Strona:Jana Długosza Dziejów Polskich ksiąg dwanaście - Tom III.djvu/60

Ta strona została przepisana.
Po śmierci Henryka książęcia Wielkopolanie poddają się rządom Władysława Łokietka; Przemek atoli, obywatel miasta Poznania, obwarowawszy kościoł katedralny Poznański, wydaje zdradziecko miasto książętom Głogowskim, zkąd powstają mnogie walki i rzezie. Nareszcie przychodzi do zgody, w skutek której postanowiono, że żaden z synów obywateli Poznańskich nie mógł być do godności i prebend katedralnych w królestwie przypuszczonym.

Zadanie:
Oceń, czy poniższe stwierdzenia są zgodne z wybranym fragmentem. Przy każdym odpowiedz „tak” lub „nie” i przytocz dosłownie rozstrzygające słowa fragmentu.
1. Po śmierci Henryka Wielkopolanie poddali się rządom Władysława Łokietka.
2. Przemek obwarował zamek poznański.
3. Na mocy zawartej zgody synowie obywateli Poznańskich otrzymali pierwszeństwo do prebend katedralnych.

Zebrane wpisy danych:
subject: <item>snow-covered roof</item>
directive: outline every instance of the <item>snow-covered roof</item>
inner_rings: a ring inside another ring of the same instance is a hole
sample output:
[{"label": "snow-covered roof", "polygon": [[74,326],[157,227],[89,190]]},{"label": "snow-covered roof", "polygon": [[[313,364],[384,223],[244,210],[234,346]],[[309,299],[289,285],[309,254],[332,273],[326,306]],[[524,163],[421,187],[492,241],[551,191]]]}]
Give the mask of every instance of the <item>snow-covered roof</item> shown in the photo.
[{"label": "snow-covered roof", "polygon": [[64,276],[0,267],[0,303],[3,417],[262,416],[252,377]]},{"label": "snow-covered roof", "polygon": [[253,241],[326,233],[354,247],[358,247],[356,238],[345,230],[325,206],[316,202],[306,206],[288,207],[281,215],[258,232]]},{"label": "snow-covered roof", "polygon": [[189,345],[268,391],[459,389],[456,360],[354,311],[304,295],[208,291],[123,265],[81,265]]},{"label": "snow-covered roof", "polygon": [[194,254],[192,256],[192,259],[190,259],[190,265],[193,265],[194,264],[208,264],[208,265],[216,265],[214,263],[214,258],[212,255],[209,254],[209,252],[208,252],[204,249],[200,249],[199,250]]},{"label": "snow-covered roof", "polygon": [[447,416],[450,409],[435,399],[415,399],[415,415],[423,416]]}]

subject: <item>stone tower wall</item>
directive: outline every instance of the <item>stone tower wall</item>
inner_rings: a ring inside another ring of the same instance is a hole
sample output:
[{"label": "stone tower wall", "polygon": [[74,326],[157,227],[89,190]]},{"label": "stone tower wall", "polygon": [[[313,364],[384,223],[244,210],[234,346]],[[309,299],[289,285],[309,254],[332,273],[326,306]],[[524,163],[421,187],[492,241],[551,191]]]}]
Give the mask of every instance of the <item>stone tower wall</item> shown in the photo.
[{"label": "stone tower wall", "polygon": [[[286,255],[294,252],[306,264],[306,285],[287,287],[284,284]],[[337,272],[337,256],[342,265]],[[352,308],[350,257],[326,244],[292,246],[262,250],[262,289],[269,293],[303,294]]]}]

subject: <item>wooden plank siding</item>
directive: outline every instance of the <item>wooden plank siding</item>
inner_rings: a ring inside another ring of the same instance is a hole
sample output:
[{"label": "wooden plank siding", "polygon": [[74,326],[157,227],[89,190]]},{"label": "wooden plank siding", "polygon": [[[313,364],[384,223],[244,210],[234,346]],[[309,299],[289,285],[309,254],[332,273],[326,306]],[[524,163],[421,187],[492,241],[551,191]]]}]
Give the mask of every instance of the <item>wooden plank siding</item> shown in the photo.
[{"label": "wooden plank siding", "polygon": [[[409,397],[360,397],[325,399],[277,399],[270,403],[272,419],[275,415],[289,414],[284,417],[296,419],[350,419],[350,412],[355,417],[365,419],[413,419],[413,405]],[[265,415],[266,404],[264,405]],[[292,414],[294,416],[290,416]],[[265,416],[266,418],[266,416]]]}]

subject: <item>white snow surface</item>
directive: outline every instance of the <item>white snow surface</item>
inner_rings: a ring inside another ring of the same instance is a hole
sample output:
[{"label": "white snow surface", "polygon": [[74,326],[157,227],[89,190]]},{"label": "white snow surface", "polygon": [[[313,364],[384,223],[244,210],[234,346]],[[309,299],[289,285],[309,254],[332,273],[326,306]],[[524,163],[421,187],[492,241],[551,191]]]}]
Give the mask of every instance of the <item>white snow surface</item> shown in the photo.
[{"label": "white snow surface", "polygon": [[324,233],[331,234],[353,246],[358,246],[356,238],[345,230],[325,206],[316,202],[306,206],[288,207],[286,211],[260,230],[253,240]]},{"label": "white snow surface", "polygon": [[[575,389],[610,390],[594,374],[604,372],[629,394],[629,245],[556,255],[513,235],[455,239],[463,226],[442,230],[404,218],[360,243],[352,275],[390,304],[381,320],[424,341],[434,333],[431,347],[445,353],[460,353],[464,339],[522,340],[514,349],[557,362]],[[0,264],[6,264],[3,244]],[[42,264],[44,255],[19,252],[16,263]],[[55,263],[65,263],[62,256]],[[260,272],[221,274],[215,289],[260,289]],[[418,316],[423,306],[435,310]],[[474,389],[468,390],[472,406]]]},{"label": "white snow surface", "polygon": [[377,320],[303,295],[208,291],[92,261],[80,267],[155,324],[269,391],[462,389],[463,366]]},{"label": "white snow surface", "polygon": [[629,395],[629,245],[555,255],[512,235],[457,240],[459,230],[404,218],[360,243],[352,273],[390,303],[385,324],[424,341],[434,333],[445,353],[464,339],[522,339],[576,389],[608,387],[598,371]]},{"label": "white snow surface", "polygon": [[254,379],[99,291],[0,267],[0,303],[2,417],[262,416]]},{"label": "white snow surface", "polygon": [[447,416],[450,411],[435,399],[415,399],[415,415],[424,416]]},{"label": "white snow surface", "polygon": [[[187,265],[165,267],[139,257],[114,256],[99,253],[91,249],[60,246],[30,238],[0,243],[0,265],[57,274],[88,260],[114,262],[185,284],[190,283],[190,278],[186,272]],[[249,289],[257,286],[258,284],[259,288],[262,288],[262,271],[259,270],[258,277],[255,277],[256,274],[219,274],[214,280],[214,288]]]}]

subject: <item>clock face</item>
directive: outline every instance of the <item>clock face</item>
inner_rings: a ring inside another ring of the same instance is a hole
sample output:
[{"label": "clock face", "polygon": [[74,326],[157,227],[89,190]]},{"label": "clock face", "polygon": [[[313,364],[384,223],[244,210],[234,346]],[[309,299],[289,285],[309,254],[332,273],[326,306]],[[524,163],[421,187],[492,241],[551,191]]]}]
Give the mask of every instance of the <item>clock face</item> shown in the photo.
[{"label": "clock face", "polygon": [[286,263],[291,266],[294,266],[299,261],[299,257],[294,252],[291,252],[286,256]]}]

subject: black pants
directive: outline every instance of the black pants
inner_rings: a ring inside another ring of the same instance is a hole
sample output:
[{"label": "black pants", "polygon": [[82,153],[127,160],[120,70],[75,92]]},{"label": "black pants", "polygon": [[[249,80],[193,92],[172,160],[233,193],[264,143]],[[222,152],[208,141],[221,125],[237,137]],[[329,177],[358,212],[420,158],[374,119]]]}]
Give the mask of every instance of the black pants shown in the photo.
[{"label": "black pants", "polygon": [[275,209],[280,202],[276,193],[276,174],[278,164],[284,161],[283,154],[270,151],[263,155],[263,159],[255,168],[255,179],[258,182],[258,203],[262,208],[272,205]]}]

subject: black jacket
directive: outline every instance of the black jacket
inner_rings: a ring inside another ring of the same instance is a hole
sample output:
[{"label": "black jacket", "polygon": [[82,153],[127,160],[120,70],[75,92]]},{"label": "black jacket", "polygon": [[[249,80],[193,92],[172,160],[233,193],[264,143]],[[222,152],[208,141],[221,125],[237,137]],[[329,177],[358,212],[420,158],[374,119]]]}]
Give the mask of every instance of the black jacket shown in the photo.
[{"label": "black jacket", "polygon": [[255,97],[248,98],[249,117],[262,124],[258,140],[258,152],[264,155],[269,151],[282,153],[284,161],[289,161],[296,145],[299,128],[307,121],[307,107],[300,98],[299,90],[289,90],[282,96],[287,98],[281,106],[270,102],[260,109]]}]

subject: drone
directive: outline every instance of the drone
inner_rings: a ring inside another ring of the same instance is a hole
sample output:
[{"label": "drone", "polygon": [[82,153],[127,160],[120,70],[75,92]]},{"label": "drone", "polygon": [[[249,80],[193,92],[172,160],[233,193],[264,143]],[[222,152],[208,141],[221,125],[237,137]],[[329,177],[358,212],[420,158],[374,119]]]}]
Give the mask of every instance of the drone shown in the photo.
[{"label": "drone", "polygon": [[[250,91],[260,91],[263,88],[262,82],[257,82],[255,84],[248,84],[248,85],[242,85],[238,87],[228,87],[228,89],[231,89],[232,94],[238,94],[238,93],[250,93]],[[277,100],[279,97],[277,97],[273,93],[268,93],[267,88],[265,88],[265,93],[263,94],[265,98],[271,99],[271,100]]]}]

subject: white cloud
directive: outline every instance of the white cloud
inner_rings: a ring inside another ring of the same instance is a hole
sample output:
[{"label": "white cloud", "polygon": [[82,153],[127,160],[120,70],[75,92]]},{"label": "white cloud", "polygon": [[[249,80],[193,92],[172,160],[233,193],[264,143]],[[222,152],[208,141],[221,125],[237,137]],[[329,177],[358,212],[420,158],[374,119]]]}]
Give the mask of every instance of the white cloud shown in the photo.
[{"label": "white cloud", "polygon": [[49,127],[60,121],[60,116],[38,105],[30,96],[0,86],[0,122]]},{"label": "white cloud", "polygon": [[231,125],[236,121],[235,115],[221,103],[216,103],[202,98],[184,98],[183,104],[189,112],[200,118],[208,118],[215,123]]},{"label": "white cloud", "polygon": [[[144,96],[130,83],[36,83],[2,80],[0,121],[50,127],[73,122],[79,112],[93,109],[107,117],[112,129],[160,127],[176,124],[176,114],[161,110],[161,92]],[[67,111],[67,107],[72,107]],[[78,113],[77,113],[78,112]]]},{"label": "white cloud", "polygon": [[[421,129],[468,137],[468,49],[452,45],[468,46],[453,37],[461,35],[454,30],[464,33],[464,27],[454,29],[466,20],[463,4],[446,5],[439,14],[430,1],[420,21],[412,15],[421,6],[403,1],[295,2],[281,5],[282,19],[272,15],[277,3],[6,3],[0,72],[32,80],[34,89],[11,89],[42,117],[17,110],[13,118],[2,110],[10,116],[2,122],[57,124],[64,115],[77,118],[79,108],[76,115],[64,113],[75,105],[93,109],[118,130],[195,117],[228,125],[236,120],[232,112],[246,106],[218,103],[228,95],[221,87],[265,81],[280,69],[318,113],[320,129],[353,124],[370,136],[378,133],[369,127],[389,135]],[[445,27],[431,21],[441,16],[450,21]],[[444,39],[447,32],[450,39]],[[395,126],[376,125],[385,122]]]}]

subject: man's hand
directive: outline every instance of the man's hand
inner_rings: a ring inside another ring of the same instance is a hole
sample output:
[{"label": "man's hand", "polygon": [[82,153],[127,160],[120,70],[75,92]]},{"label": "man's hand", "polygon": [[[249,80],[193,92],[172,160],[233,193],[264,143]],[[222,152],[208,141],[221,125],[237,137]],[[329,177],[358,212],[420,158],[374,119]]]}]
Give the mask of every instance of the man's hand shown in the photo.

Rozwiązanie zadania:
1. Tak: „Po śmierci Henryka książęcia Wielkopolanie poddają się rządom Władysława Łokietka”.
2. Nie: „obwarowawszy kościoł katedralny Poznański”.
3. Nie: „żaden z synów obywateli Poznańskich nie mógł być do godności i prebend katedralnych w królestwie przypuszczonym”.